> Source document:
— START —

The sheet material is applied over the exterior surface including over panel seams and rivets. The sheets may be in manageable sheet sizes, such as 12 inches to 5 feet wide, and may come on long rolls. A number of sheets, for example cut from the roll, may be required to cover the selected fuselage area.
Adjacent sheets may be overlapped with the fore edge of one sheet overlapped by the aft edge of the next sheet. Overlap areas may be treated, for example, roughed, primed or coated, to ensure sufficient adhesion. Holes can be cut for vent holes, access panels, etc.
It will be appreciated that an aircraft, such as the illustrated turboprop aircraft of FIGS. 2 a to 2 c , has a fuselage 30 that defines a nose 30 a and a tail section 30 b. The aircraft further includes wings 30 c and nacelles 30 d (FIG. 2 c ). In a turboprop aircraft, the propellers are positioned on the nacelles with blades that rotate in a plane P.
A passenger aircraft has an interior with a clearly delineated cockpit 32 and cabin 34, usually with a wall 33 a (FIG. 3 ) between them. The passenger aircraft includes a seating area within the cabin, accessed by a forward passenger entry door 34 a and a rear cabin door 34 b. Usually, the seating area includes windows 34 c.

— END —

> Raw records:
— START —

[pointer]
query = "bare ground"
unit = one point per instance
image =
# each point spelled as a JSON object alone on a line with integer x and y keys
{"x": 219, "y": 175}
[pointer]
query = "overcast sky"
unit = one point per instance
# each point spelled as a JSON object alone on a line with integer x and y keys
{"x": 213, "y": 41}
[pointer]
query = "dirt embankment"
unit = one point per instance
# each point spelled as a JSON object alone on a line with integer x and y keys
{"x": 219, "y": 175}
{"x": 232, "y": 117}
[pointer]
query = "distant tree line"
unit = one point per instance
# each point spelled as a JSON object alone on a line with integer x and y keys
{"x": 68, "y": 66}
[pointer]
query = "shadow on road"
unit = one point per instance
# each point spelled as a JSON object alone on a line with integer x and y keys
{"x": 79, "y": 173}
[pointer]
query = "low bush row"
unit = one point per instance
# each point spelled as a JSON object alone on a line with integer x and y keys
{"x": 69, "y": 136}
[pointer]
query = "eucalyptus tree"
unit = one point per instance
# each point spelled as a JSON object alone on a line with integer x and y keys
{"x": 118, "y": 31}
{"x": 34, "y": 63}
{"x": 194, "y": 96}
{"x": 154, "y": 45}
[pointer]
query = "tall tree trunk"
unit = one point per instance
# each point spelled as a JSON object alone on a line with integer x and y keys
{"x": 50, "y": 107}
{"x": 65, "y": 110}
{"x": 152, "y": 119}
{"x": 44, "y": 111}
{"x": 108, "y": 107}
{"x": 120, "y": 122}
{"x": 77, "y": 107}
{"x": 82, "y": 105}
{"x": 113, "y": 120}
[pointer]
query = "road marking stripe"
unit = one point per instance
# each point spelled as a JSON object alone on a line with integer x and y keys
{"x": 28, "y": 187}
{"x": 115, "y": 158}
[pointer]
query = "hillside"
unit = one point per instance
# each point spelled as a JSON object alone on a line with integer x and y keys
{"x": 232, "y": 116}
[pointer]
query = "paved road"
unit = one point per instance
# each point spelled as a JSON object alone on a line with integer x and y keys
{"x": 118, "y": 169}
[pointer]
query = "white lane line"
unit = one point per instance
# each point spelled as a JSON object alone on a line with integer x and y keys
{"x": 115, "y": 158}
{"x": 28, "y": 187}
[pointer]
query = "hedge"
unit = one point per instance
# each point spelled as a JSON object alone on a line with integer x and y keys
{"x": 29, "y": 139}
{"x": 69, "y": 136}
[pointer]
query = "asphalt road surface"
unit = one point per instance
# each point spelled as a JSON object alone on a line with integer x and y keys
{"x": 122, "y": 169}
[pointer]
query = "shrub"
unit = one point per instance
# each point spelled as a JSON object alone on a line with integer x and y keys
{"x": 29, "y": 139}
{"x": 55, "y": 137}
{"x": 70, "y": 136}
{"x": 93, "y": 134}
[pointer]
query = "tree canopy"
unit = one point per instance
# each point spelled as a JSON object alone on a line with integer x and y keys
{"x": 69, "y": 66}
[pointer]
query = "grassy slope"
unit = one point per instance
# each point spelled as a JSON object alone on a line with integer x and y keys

— END —

> Brief A:
Answer these questions from the passage on aircraft fuselage sheeting, one answer per line:
(i) What width range does it give as an example of manageable sheet sizes?
(ii) When adjacent sheets overlap, which edge of the next sheet overlaps the fore edge of one sheet?
(iii) Which two doors give access to the seating area in the cabin?
> Brief B: Translate this sentence from the passage on aircraft fuselage sheeting into Spanish: "Overlap areas may be treated, for example, roughed, primed or coated, to ensure sufficient adhesion."

> Expected answer A:
(i) 12 inches to 5 feet wide
(ii) The aft edge
(iii) The forward passenger entry door 34 a and the rear cabin door 34 b

> Expected answer B: Las zonas de solapamiento pueden tratarse, por ejemplo, desbastarse, imprimarse o recubrirse, para asegurar una adherencia suficiente.